[Rows from a pointing dataset]
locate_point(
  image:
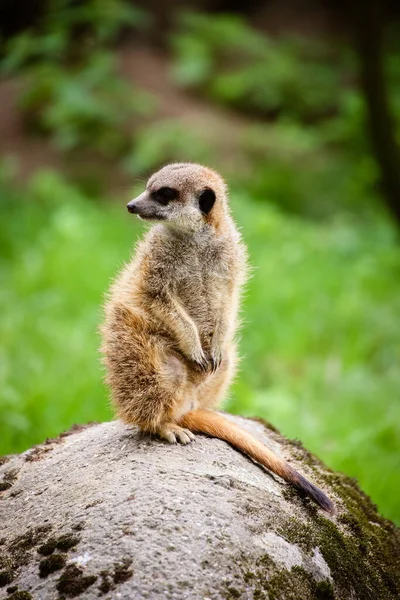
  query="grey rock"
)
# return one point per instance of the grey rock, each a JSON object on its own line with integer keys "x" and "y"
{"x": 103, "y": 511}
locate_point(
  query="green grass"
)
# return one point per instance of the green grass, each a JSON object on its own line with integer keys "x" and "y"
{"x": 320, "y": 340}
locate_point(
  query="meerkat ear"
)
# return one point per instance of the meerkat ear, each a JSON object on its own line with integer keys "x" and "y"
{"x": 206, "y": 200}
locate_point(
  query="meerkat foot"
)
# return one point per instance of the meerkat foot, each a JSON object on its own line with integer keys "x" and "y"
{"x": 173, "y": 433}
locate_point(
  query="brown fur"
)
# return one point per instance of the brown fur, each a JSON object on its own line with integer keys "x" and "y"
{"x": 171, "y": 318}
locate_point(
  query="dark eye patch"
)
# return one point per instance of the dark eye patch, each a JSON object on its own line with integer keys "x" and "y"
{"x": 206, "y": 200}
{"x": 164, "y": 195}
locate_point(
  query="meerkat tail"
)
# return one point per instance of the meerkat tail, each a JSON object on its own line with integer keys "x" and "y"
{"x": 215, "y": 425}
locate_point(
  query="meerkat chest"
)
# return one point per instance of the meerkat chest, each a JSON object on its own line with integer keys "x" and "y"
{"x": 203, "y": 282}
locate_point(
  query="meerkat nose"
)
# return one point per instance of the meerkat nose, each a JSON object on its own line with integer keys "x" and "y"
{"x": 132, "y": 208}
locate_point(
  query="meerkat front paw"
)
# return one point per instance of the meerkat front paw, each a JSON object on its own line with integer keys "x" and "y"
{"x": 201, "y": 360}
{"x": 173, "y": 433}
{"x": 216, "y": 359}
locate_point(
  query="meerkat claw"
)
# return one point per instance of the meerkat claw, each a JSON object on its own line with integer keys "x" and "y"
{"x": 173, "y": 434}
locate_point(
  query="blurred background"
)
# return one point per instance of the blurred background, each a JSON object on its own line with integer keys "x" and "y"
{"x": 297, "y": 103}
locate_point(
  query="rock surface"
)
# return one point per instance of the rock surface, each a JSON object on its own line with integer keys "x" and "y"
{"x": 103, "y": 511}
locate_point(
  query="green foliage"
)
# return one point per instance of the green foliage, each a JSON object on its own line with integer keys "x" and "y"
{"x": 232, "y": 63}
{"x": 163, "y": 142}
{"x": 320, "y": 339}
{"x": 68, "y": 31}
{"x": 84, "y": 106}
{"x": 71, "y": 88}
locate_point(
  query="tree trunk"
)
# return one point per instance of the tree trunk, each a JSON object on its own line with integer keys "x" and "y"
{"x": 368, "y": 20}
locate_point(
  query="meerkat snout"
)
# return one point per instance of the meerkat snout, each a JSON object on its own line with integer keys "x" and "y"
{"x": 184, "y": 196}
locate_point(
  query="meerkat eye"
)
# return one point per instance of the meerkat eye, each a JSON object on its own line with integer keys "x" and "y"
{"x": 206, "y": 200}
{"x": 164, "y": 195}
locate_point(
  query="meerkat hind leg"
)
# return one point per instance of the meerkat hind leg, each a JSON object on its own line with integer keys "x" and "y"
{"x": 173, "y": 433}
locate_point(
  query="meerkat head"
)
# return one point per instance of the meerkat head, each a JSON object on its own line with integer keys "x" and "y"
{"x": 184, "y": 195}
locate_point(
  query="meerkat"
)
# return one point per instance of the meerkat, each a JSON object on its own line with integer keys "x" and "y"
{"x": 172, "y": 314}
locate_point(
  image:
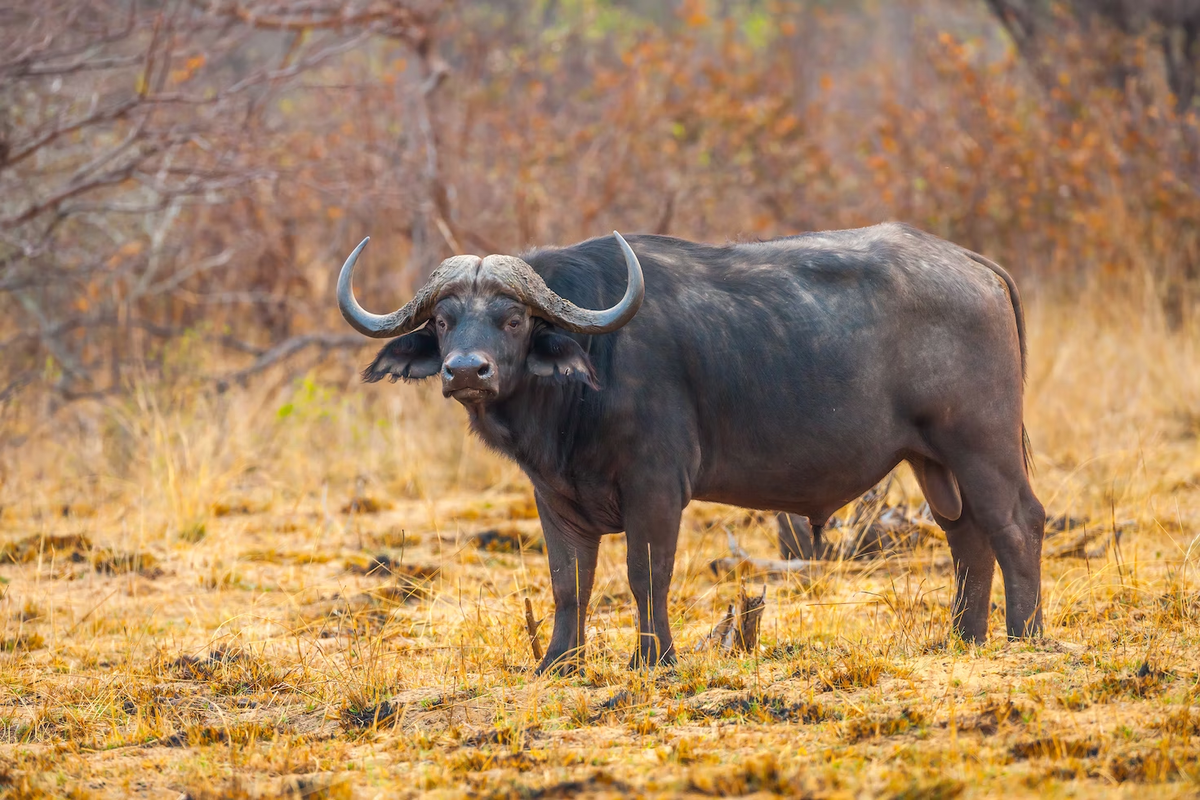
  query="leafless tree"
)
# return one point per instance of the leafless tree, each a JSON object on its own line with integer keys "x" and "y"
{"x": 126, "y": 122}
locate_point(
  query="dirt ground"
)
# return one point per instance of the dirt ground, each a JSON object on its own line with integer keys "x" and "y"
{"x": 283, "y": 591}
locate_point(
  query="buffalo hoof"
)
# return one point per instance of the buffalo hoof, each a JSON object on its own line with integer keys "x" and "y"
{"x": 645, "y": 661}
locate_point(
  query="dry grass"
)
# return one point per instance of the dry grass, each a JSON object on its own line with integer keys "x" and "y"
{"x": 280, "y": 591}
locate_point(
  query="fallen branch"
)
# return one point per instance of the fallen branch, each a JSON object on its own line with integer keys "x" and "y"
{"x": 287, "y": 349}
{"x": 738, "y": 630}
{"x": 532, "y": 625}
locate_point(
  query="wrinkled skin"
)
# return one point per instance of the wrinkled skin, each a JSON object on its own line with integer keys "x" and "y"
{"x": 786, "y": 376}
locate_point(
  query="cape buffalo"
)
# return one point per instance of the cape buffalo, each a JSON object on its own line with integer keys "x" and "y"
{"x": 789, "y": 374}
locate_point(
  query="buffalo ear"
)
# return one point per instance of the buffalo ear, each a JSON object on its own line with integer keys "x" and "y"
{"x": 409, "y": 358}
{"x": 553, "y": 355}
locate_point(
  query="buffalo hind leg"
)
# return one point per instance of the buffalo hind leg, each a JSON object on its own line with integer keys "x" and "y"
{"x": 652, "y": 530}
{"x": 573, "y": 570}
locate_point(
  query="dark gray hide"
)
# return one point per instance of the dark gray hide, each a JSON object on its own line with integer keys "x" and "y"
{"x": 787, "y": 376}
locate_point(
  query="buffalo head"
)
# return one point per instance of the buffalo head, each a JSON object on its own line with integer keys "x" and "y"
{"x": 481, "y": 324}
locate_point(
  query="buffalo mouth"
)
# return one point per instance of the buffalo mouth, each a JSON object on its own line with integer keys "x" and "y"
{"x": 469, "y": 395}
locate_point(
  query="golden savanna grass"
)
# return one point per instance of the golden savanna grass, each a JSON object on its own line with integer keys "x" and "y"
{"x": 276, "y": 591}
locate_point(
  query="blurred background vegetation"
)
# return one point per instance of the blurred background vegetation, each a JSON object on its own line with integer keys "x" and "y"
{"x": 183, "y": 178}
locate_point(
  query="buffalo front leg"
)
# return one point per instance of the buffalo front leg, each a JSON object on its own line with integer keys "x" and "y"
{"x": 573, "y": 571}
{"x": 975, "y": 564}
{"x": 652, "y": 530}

* * *

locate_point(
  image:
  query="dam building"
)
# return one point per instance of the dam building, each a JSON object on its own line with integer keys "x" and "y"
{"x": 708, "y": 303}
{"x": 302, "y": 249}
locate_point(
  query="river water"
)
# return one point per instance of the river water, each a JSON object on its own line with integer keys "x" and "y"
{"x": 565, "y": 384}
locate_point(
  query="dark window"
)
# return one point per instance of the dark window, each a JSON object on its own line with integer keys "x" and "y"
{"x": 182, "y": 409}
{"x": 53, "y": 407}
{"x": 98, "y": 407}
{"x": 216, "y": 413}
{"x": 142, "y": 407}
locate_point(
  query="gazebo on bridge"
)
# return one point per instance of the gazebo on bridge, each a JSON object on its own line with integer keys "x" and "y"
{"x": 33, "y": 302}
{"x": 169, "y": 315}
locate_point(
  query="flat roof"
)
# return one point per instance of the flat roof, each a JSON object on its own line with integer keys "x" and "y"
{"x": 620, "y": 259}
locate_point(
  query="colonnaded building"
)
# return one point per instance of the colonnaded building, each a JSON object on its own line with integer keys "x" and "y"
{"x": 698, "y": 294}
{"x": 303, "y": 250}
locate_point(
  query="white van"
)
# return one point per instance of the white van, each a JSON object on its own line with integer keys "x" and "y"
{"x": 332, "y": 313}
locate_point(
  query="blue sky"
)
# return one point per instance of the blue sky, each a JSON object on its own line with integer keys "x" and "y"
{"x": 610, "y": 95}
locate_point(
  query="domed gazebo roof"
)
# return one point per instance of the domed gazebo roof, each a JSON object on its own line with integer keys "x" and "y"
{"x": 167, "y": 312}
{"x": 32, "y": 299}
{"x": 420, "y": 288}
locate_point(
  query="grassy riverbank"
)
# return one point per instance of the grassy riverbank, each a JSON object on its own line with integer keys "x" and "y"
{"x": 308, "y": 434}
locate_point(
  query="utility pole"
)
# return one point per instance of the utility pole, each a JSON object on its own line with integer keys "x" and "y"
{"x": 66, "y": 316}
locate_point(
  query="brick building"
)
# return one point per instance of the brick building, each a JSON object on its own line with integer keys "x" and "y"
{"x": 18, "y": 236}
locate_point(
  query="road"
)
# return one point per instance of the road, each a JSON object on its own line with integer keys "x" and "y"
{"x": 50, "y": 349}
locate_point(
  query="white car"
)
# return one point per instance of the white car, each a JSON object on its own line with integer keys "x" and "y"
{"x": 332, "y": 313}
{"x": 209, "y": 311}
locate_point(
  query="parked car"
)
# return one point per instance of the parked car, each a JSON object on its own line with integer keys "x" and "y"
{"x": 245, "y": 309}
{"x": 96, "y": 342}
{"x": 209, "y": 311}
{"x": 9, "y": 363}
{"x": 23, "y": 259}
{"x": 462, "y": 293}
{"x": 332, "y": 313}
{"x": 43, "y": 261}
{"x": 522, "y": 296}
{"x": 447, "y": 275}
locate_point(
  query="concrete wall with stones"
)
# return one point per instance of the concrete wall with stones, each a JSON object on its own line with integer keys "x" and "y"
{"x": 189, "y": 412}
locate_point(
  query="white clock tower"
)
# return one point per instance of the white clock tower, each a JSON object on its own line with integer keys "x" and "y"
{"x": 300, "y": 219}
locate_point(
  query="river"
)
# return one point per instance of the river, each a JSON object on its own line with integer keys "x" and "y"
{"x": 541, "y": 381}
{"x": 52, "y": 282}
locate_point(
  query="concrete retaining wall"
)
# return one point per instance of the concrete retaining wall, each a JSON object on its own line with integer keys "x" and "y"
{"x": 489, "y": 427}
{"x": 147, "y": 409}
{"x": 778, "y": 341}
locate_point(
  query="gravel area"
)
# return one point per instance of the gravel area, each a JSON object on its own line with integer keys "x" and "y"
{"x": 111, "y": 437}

*Exercise instructions:*
How many lines in the items contain the string "background"? Reply with the number alone.

*Output for this exercise:*
4